Produce an exact copy of all the records.

**SUPPLIED ENTRIES**:
|---|

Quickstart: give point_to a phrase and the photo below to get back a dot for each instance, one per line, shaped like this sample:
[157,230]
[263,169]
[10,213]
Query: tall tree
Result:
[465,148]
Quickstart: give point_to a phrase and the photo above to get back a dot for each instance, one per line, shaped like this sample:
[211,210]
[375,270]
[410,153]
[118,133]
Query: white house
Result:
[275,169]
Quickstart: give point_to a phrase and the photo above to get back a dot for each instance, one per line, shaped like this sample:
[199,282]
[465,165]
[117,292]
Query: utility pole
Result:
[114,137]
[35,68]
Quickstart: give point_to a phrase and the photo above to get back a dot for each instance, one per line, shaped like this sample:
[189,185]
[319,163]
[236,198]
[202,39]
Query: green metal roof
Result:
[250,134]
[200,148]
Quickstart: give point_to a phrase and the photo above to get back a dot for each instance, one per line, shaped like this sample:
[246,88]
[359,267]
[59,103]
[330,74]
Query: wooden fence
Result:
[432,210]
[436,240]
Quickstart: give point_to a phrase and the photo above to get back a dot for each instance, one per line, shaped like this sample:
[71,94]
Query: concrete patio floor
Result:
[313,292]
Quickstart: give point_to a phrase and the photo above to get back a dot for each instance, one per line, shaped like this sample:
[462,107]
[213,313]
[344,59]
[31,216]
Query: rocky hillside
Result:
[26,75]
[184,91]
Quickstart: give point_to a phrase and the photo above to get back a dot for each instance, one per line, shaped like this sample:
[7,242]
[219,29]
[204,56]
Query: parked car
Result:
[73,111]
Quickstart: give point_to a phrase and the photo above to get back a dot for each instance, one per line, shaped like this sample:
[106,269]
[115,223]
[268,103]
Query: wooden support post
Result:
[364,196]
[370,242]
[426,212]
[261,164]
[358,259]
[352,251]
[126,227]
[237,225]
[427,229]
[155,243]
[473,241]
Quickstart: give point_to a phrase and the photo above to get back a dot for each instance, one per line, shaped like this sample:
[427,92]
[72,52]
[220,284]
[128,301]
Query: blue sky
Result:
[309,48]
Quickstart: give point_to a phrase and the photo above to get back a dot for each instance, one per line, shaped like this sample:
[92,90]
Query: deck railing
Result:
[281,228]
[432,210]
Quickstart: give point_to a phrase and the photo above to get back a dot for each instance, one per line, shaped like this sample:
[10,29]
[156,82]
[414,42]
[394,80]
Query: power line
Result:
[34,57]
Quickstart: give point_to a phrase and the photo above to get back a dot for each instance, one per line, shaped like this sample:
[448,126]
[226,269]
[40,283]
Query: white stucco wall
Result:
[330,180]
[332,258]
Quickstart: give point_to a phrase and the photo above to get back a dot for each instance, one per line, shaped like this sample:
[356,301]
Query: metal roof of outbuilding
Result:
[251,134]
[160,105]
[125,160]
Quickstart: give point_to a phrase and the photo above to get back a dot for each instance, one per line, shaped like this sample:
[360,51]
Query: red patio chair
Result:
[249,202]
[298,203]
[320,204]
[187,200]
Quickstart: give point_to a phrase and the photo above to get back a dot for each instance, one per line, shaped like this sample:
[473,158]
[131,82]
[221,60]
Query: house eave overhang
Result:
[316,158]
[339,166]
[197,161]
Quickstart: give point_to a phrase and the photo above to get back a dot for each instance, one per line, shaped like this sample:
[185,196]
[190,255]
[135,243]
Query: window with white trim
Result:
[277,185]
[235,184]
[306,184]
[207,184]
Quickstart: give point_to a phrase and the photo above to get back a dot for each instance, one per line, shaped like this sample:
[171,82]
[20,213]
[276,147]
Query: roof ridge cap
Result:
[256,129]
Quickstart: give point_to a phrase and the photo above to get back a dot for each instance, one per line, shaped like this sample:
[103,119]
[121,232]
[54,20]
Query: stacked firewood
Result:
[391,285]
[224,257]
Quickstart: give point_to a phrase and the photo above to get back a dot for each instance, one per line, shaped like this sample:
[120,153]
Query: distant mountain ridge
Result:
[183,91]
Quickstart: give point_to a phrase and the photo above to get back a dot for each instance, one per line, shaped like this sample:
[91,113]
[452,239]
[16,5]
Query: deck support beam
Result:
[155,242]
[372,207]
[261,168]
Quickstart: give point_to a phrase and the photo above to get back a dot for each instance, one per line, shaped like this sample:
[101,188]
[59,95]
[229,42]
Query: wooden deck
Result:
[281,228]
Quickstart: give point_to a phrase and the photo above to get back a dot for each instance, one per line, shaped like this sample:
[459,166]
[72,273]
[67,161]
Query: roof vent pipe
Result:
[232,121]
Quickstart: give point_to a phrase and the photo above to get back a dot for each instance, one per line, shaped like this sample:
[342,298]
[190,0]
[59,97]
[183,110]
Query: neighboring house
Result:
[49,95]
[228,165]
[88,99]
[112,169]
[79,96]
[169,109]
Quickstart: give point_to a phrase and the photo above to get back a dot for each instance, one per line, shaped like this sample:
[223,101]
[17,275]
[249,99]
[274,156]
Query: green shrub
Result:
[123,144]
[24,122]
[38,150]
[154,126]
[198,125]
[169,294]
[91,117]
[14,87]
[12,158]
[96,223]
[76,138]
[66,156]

|---|

**CORRECT RESULT**:
Quickstart: give point_to a phrase and the photo below to get back a dot for each instance, one per line, shaped like this sample:
[157,230]
[263,169]
[10,213]
Query: tall tree
Result:
[465,148]
Quickstart: give point_to a phrase and the photo above to get back a dot for each instance, one per line, shaped like this sample:
[211,210]
[375,270]
[410,153]
[118,133]
Query: white house
Result:
[275,169]
Quickstart: give point_to a phrase and the photo above to get back a dot for each instance, one per line, shaped like this sample:
[199,282]
[465,165]
[117,292]
Query: utility pole
Result:
[114,137]
[35,68]
Quickstart: give point_to a phrase and the photo above to get back a dot for each instance, one per line, shaped like this sample:
[189,185]
[319,163]
[236,198]
[202,39]
Query: green metal roof
Result:
[250,134]
[200,148]
Quickstart: give point_to a phrase and the photo above to get back a dot for each instance, one per line, shaped like this sample:
[246,88]
[359,267]
[59,103]
[330,74]
Query: wooden fence
Result:
[432,210]
[436,240]
Quickstart: give point_to a phrase and the photo above to get back a dot for each instance, one per line, shaped like this sample:
[71,94]
Query: concrete patio floor
Result:
[313,292]
Quickstart: give point_to a phrase and the photo above to get back a dot for each instance, one per line, shaped like this sample:
[462,107]
[213,313]
[344,59]
[31,216]
Query: rocky hillside
Result:
[26,75]
[184,91]
Quickstart: give point_to a phrase and the photo above to get back a dot for each instance, one per line, shaped like this sample:
[7,242]
[219,29]
[204,56]
Query: parked car
Result:
[73,111]
Quickstart: give point_to a phrase and the photo above to get back a dot for each instance, one per line, shaped like this sample:
[106,269]
[115,223]
[268,103]
Query: wooden support post
Result:
[364,196]
[370,242]
[426,212]
[261,164]
[358,259]
[352,251]
[126,227]
[237,225]
[427,229]
[155,243]
[473,241]
Quickstart: give point_to a phrase and the photo above to get back a dot for each instance, one per line, shaped like this sample:
[427,92]
[72,52]
[220,284]
[128,301]
Query: blue sky
Result:
[309,48]
Quickstart: give point_to a phrase and the photo above to get back a dot for each instance, one per line, shaped like this sample:
[92,90]
Query: deck railing
Result:
[281,228]
[432,210]
Quickstart: give point_to a phrase and the photo above to get back a dot for each instance, one per line, shaped like this sample:
[10,29]
[156,82]
[414,42]
[394,80]
Query: power line
Result:
[34,57]
Quickstart: give point_to a phrase and the photo above to get back a dot for each instance, one per line, shaped like this sample:
[448,126]
[226,269]
[40,283]
Query: white stucco wall
Result:
[330,180]
[332,258]
Quickstart: give point_to a phrase and the photo above to get back a dot for each instance, one per line, shaped like this sample:
[356,301]
Query: metal roof of outbuilding
Result:
[251,134]
[160,105]
[125,160]
Quickstart: give point_to a phrase and the photo above to get back a dot for each instance, one per line, shaped like this sample:
[360,51]
Query: red patio chair
Result:
[249,202]
[298,203]
[320,204]
[187,200]
Quickstart: give point_to a phrase and the photo above to get back a dot for each instance, one per line, shaped like this sample:
[473,158]
[131,82]
[221,60]
Query: house eave overhang
Result:
[316,158]
[339,166]
[197,161]
Quickstart: give point_to a phrase and the photo above to get back a dot for each instance, one per line, shaped like this sample:
[185,196]
[190,255]
[135,243]
Query: window with white trim
Result:
[277,185]
[235,184]
[306,184]
[207,184]
Quickstart: give point_to a phrase and the photo above to get back a dot for each instance, one per line, shaped like this sample:
[171,82]
[20,213]
[276,147]
Query: roof ridge cap
Result:
[256,129]
Quickstart: give point_to a phrase and the photo above to get back a dot for each instance, one per line, shaped like this sample:
[103,119]
[121,232]
[54,20]
Query: stacked firewood
Result:
[391,285]
[224,257]
Quickstart: give point_to a phrase and the photo above to get back a dot for each instance, one per line, shaped like this sample:
[120,153]
Query: distant mountain ridge
Result:
[183,91]
Quickstart: give point_to a phrase and the photo above to get back a dot for each instance, one per line, shaped like this sample:
[91,113]
[452,239]
[16,5]
Query: deck support beam
Result:
[155,242]
[372,207]
[261,168]
Quickstart: give point_to a phrase and the photo above to get back a dot for each instance, one per line, shaped like this sample:
[101,188]
[59,95]
[229,42]
Query: wooden deck
Result:
[281,228]
Quickstart: give point_to a phrase and the photo above to get back a dot for each instance, one per line, shaped like this sample:
[459,166]
[72,273]
[67,161]
Query: roof vent pipe
Result:
[232,121]
Quickstart: give point_to a phrase and the photo above to get back a dot for each instance, one per line, shaped like this sample:
[342,298]
[190,0]
[59,97]
[183,110]
Query: neighboring house
Result:
[49,95]
[228,165]
[88,99]
[112,169]
[79,96]
[169,109]
Quickstart: give point_to a phrase and the photo above to get back a dot for each instance, one per line, shaped like this sample:
[223,101]
[17,275]
[249,99]
[274,156]
Query: green shrub
Result:
[123,144]
[24,122]
[38,150]
[154,126]
[198,125]
[169,294]
[91,117]
[14,87]
[12,158]
[96,223]
[76,138]
[66,156]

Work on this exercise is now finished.